Stored entries
----------
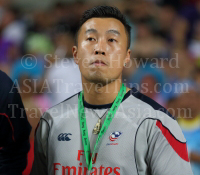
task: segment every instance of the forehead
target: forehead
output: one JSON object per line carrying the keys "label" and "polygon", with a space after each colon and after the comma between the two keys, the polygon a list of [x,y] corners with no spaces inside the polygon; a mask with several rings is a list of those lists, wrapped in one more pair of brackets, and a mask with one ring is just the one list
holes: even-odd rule
{"label": "forehead", "polygon": [[88,29],[95,29],[98,33],[106,33],[108,30],[117,30],[120,35],[126,35],[125,27],[115,18],[91,18],[81,27],[80,34],[85,34]]}

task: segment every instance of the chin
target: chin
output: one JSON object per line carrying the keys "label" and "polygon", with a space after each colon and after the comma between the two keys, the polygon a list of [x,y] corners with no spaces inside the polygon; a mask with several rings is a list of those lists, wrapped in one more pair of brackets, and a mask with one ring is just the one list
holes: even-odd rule
{"label": "chin", "polygon": [[82,74],[82,76],[85,80],[87,80],[87,82],[102,84],[102,86],[105,86],[119,78],[118,76],[110,77],[108,74],[102,71],[90,71],[87,73],[85,72],[84,74]]}
{"label": "chin", "polygon": [[102,86],[105,86],[106,84],[108,84],[108,80],[103,77],[92,77],[89,79],[89,81],[91,83],[101,84]]}
{"label": "chin", "polygon": [[106,84],[109,84],[113,79],[106,78],[106,76],[101,75],[92,75],[90,77],[86,78],[89,82],[95,83],[95,84],[101,84],[102,86],[105,86]]}

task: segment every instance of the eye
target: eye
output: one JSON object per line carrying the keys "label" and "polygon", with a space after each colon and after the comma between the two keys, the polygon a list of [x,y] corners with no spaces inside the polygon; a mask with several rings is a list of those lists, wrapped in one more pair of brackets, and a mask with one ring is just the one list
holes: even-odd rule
----------
TASK OBJECTIVE:
Leaving every picture behind, retype the entries above exactly, from the first line through the line with "target: chin", and stop there.

RESPONSE BELOW:
task: segment every instance of the forehead
target: forehead
output: one JSON object per line carrying the keys "label" and "polygon", with a space after each colon and after the comma between the two keys, the polygon a list of [x,y] corners with no spaces inside the polygon; a mask with several rings is a list of those lists, wrapped in one more pair of brackets, and a mask with one ring is just the one list
holes: even-odd rule
{"label": "forehead", "polygon": [[88,29],[95,29],[98,33],[106,33],[108,30],[117,30],[120,35],[126,35],[125,27],[115,18],[91,18],[81,27],[80,34],[85,34]]}

task: segment every instance of the chin
target: chin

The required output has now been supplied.